Texto fornecido:
Acórdão nº 104/19.6GAMSF-A.G1 de Tribunal da Relação de Guimarães, 10-07-2023

Data de Julgamento10 Julho 2023
Ano2023
Número Acordão104/19.6GAMSF-A.G1
ÓrgãoTribunal da Relação de Guimarães

Acordam, em conferência, os Juízes na Secção Penal do Tribunal da Relação de Guimarães.

I. Relatório

1.

A Ex.ma Senhora Juiz de Direito AA, a exercer funções no Juízo Local Criminal ..., veio requerer ao abrigo do disposto no art.43º, nº1,2 e 4, do CPP, que lhe seja concedida escusa de intervenção no processo comum com intervenção de tribunal singular, com o nº 104/19.6GAMSF, no qual preside à realização da audiência de julgamento.

Alegou, para o efeito (transcrição):
“1. Presido à audiência de julgamento no âmbito do processo comum singular n.° 104/19.6GAMSF.
2. O crime em causa é um crime público: crime de homicídio por negligência, p. e p. pelos artigos 15.°, 137.°, nº1 e 69.°, n.°1, alínea a) do Código Penal.
3. A primeira sessão da audiência de julgamento teve lugar no dia 23 de Maio de 2023, com duração de todo o dia.
4. A segunda sessão teve lugar no dia 16 de Junho de 2023, com duração de todo o dia.
5. Ainda não terminou a produção de prova.
6. Foi ouvida a arguida.
7. Das dezassete testemunhas arroladas, foram ouvidas quatro.
8. Ao longo das duas sessões da audiência de julgamento, o Il. Mandatário dos Assistentes coloca questões à arguida e testemunhas que, na parte criminal, tendo por base o objecto do processo e a razão de ciência da testemunha, são objectivamente repetidas (uma vez que já foram colocadas por mim — no caso da arguida — ou pelo Ministério Público), impertinentes e dilatórias.
9. Quando tal acontece, ao abrigo do poder de direcção da audiência de julgamento, o mesmo é advertido que tal questão — por ser repetida ou não ter interesse para o objecto do processo — não é permitida.
10. Desde a primeira sessão da audiência de julgamento, quando tal acontece, o II. Mandatário dos Assistentes lavra “protesto” — apesar de não ser este o âmbito do direito ao protesto previsto no art.° 80.° do Estatuto da Ordem dos Advogados, uma vez que o mesmo não foi impedido de fazer qualquer requerimento —, não lhe sendo feita qualquer objecção.

Instruções do exercício:
a - Segundo o acórdão sobre o pedido de escusa, em que dia se realizou a primeira sessão da audiência de julgamento?
b - Prossiga a redação do acórdão sobre o pedido de escusa a partir do ponto em que o texto termina.

Entradas fornecidas:
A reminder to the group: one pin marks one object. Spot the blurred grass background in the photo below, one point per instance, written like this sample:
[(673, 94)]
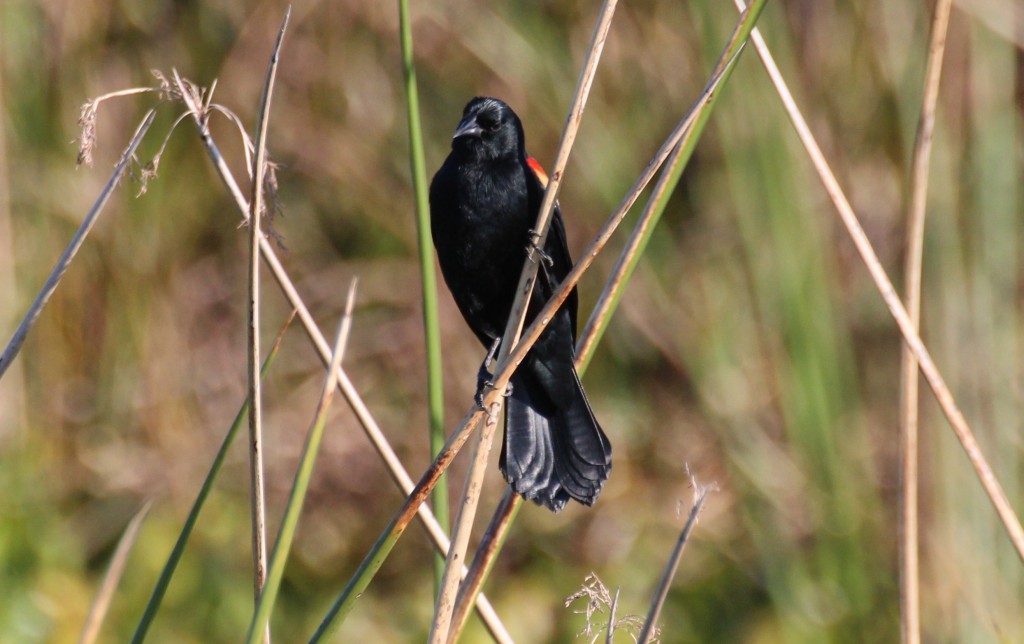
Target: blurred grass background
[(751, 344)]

--

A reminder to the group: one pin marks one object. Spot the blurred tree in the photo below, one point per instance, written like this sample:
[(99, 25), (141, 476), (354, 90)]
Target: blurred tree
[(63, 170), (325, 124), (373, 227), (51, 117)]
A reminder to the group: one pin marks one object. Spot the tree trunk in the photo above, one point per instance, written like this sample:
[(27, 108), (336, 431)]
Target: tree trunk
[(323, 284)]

...

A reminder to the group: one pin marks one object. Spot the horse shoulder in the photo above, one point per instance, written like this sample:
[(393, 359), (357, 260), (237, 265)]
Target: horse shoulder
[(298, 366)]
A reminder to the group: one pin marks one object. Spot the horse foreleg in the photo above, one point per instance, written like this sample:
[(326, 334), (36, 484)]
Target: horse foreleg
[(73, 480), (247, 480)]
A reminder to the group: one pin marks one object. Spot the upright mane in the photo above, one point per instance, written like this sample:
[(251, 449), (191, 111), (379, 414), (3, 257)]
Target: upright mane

Respostas:
a - A 23 de Maio de 2023.

b -
11. Tais “protestos” não foram, até agora, transcritos para a acta, uma vez que ia usar da faculdade permitida pelo art.º 362.°. n.° 2 do CPP.
12. Ao todo foram feitos quatro “protestos”.
13. Os três primeiros “protestos”, apesar de qualificarem a minha forma de dirigir a audiência de julgamento “inadmissível numa democracia e num estado de direito democrático”, permitiram, a meu ver, continuar a audiência de julgamento, sem que a presidência da mesma fosse posta em causa.
14. No entanto, no quarto e último “protesto” o Il. Mandatário dos Assistentes subiu o “tom”.
15. Aí refere que tento impedir o “ testemunho das pessoas que têm conhecimento directo e pessoal (...) que não é admissível no estado de direito democrático”, que o que faço são “medidas coercivas e persecutórias no sentido de ocultar as respostas das testemunhas que têm conhecimento sobre os factos”, que estou a “tentar ocultar prova” e “deixar a mentira prevalecer”.
16. Refere que, desde o início da audiência, tento “calar o mandatário dos assistentes e determinados factos que são fundamentais para o apuramento das circunstâncias que envolvem o acidente”.
17. Devo esclarecer que as minhas advertências são apenas feitas relativamente às questões colocadas na matéria criminal. Nenhuma advertência foi feita no que diz respeito à matéria do pedido de indemnização civil.
18. Pois bem.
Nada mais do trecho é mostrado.